── Source document ──

Upon the female's approach the male positioned himself at a fork in the tree where all access is cut off to the kill - all against the backdrop of a rising moon. 
 The male however would have none of that and upon her arrival moved from his very comfortable perch to a spot where he would prevent any access to the last remaining meat. This all with a beautiful almost full moon rising behind the drama.

All the while a spotted Hyena lurks below.
And the ever present Spotted hyena lurking below hoping for a gift from above.

Photo notes: 

Some of my thoughts regarding photography I shared with the guests on safari which I think photographers may find useful. First and foremost I tried to tell a story with the images. Thus the images that were chosen in the first place had to tell a story. Importantly each image had to fit in with the rest of the images in terms of look and feel but also as a whole contribute to the story. The intent stare of the male leopard for instance tied in with the ghostlike image of the female appearing in the shadows. Secondly I deliberately chose the side lit, darker images as I wanted to communicate the ghostlike atmosphere of sitting in this remarkable sighting as well as the top predators that is so well adapted to life at zero light.

What I would have liked are the following. Getting more than one animal in a composition and hopefully get some sort of interaction. Then of course to be able to spend more time over a few days at the scene either prior to- or afterwards. But we had only arrived on that day and the action was all done the next day.  

The very impressive sight of five large male lions  on a buffalo kill.

───

◆ Things to do ◆
- 1) From the leopard safari text, reproduce the passage starting at "Upon the female's" and ending at "gift from above.".
- 2) According to the leopard safari text, why did the photographer choose the side-lit, darker images? Answer in one to three sentences.
- 3) Pick up the leopard safari text after its final sentence and continue writing it.

── Provided material ──

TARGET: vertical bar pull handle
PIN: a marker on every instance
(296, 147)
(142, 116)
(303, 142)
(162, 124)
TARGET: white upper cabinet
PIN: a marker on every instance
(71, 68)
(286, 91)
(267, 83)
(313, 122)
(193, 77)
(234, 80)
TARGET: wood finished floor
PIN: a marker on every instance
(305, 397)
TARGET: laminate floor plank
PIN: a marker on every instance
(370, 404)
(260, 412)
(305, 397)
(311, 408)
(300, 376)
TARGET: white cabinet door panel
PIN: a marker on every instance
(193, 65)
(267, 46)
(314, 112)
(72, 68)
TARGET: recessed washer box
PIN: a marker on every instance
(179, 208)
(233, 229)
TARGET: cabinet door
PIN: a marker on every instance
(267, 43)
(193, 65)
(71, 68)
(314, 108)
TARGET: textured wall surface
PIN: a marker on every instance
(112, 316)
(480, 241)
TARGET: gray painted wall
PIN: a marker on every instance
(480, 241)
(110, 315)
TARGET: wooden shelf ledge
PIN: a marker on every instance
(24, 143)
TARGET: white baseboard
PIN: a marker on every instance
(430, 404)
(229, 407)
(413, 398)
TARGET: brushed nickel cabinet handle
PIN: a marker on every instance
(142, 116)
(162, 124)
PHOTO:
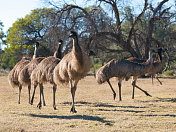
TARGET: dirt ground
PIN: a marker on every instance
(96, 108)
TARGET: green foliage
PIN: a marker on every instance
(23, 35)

───
── Provided material ──

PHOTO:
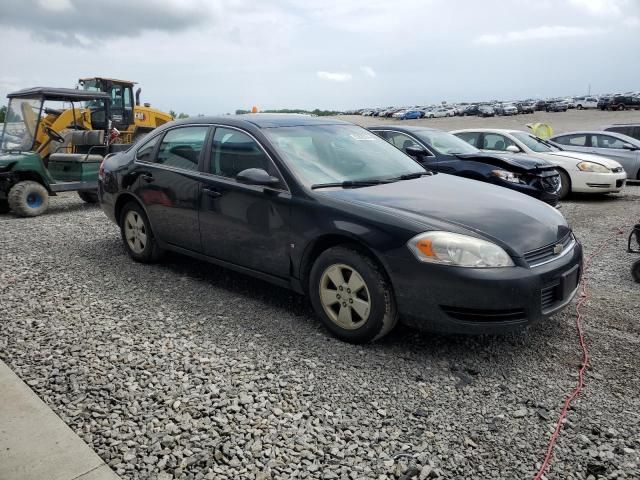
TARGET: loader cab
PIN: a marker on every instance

───

◆ Results of the tasks ◆
- 1)
Upon the female's approach the male positioned himself at a fork in the tree where all access is cut off to the kill - all against the backdrop of a rising moon. 
 The male however would have none of that and upon her arrival moved from his very comfortable perch to a spot where he would prevent any access to the last remaining meat. This all with a beautiful almost full moon rising behind the drama.

All the while a spotted Hyena lurks below.
And the ever present Spotted hyena lurking below hoping for a gift from above.

- 2) The photographer chose the side-lit, darker images to convey the ghostlike atmosphere of sitting in the sighting. They also wanted to show the top predators, which are so well adapted to life at zero light.

- 3)
Over the next three days we literally saw everything in abundance and space just will not allow for more images. Another highlight I'd like to share though was the very last morning when we followed up on a buffalo killed by two lionesses the previous day. In stead of two lionesses we encountered five large male lions on the kill. Trespassing into others territory they were somewhat nervous and kept on looking into the west where the roars of the resident pride could be heard. When the local pride came too close, the coalition of five's nerves gave in and they headed for safer territory. But on their way to safer territory they found a lame waterbuck, which they killed!!

Nature is totally unapologetic. Its graphic but its nature.

Images on safari: 

Having fun on drive

Photographing a leopard in great light.

Getting ready for the next round of wildlife. 
A leopard walks past the vehicle close enough to touch. 

Thursday, October 29, 2015

Guest Images - Jackie Strong

I met Jackie in 2014 on a safari to Nakuru, Maasai Mara and Laikipia. We hit it off immediately and had a great two weeks in the bush. Obviously the combination of her absolute love of Africa and photography made it even easier as we had so much in common. Laying down and mastering the basics of photography on the first trip, we took it further on the second safari to Mashatu, the Timbavati  and Mala Mala.  I get a great kick out of seeing someone's photography develop and am happy (and quite proud) to present a small selection of her images from the last safari. 

Our first safari together in the Maasai Mara. Except for photography the best thing on safari...sundowners!!
Elephant in the Majale River in Mashatu

Textures of a Leopard against a fallen Nyalaberry tree in Mashatu.
Early morning Rhino which three rangers managed to miss and eventually found by Jackie.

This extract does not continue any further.